— Recorded data —
========================================================================
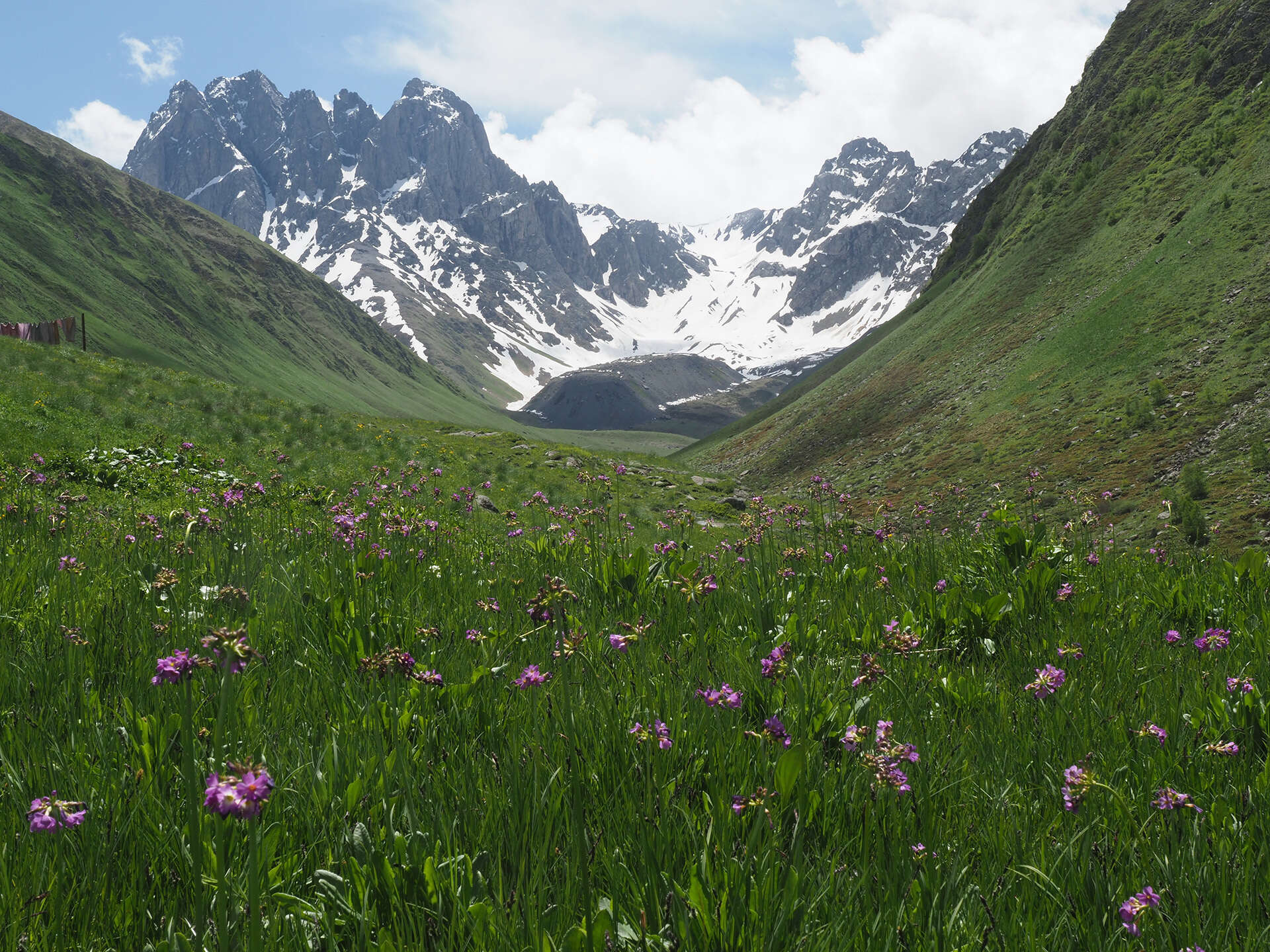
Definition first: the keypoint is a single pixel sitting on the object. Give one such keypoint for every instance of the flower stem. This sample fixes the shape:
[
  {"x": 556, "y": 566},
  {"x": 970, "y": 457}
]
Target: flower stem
[
  {"x": 253, "y": 889},
  {"x": 194, "y": 832},
  {"x": 222, "y": 889}
]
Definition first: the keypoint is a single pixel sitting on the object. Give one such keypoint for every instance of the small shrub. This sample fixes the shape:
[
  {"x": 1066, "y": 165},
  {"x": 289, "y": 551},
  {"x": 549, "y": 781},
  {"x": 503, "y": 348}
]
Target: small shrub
[
  {"x": 1194, "y": 481},
  {"x": 1259, "y": 459},
  {"x": 1201, "y": 60},
  {"x": 1137, "y": 413},
  {"x": 1191, "y": 520},
  {"x": 1083, "y": 177}
]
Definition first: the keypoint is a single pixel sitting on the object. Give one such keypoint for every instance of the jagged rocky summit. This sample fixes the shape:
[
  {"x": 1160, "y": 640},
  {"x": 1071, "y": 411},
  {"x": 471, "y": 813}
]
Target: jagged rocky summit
[{"x": 502, "y": 282}]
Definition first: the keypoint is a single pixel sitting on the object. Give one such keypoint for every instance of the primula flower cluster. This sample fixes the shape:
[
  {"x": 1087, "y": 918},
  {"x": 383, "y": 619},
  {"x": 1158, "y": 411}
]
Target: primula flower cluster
[
  {"x": 48, "y": 814},
  {"x": 774, "y": 731},
  {"x": 1133, "y": 906},
  {"x": 777, "y": 664},
  {"x": 1048, "y": 681},
  {"x": 1078, "y": 782},
  {"x": 1170, "y": 799},
  {"x": 886, "y": 761},
  {"x": 854, "y": 736},
  {"x": 741, "y": 803},
  {"x": 1154, "y": 730},
  {"x": 722, "y": 696},
  {"x": 1213, "y": 640},
  {"x": 869, "y": 670},
  {"x": 658, "y": 730},
  {"x": 1227, "y": 746},
  {"x": 531, "y": 677},
  {"x": 230, "y": 648},
  {"x": 177, "y": 666},
  {"x": 240, "y": 793},
  {"x": 900, "y": 641}
]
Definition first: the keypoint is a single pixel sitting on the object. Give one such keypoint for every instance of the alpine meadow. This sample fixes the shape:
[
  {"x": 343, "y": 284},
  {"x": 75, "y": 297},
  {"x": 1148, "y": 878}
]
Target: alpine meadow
[{"x": 436, "y": 564}]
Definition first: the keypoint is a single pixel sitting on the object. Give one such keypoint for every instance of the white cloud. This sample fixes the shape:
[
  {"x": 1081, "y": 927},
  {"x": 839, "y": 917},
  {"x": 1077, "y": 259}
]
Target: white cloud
[
  {"x": 154, "y": 60},
  {"x": 629, "y": 112},
  {"x": 101, "y": 130}
]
========================================================================
— Exercise description —
Would you copy every entry exactly as it stands, leaving out the pictures?

— Answer space —
Definition first: the keypoint is a single pixel sitting on the object. Give one such keypoint for every instance of the flower stem. This sample fixes the shape:
[
  {"x": 556, "y": 566},
  {"x": 970, "y": 457}
]
Target: flower stem
[
  {"x": 253, "y": 889},
  {"x": 194, "y": 832},
  {"x": 222, "y": 889}
]
Definition first: the keypoint is a single pixel sitting on the object. Give one such keypoint for every instance of the small shrub. This sample fixes the shape:
[
  {"x": 1066, "y": 165},
  {"x": 289, "y": 551},
  {"x": 549, "y": 781},
  {"x": 503, "y": 348}
]
Target: small shrub
[
  {"x": 1194, "y": 481},
  {"x": 1259, "y": 459},
  {"x": 1201, "y": 60},
  {"x": 1137, "y": 413},
  {"x": 1191, "y": 520},
  {"x": 1083, "y": 177}
]
Definition first: the keypoint is a single pixel sitting on the object. Give one such keypoint for every instance of the jagged rocky summit. This sample fixes the shape:
[
  {"x": 1160, "y": 640},
  {"x": 1071, "y": 411},
  {"x": 471, "y": 813}
]
Target: jagged rocky summit
[{"x": 502, "y": 282}]
Definition first: the keypoint is a single pixel sitting on the object. Give one such keypoint for every instance of the primula flower cluster. This sample fixes the shape:
[
  {"x": 1087, "y": 918},
  {"x": 383, "y": 619},
  {"x": 1158, "y": 411}
]
Target: primula flower cluster
[
  {"x": 48, "y": 814},
  {"x": 774, "y": 731},
  {"x": 1133, "y": 906},
  {"x": 777, "y": 664},
  {"x": 1048, "y": 681},
  {"x": 1078, "y": 782},
  {"x": 1170, "y": 799},
  {"x": 886, "y": 761},
  {"x": 854, "y": 736},
  {"x": 741, "y": 803},
  {"x": 1154, "y": 730},
  {"x": 722, "y": 696},
  {"x": 1213, "y": 640},
  {"x": 869, "y": 670},
  {"x": 658, "y": 730},
  {"x": 1227, "y": 746},
  {"x": 531, "y": 677},
  {"x": 230, "y": 648},
  {"x": 177, "y": 666},
  {"x": 240, "y": 793},
  {"x": 900, "y": 641}
]
Definition first: the keypoint is a single pixel sitting on the object. Give one such keypoint for every instance of the alpine meadow. This sample fixes the shape:
[
  {"x": 343, "y": 284},
  {"x": 75, "y": 297},
  {"x": 1148, "y": 878}
]
Target: alpine meadow
[{"x": 436, "y": 564}]
Definition first: the keypoint is a single pixel sitting on the object. Give one such keypoint for every instance of the white cloud. This sample fixes the shape:
[
  {"x": 1081, "y": 927},
  {"x": 839, "y": 917},
  {"x": 1077, "y": 259}
]
Target: white cloud
[
  {"x": 154, "y": 60},
  {"x": 629, "y": 112},
  {"x": 101, "y": 130}
]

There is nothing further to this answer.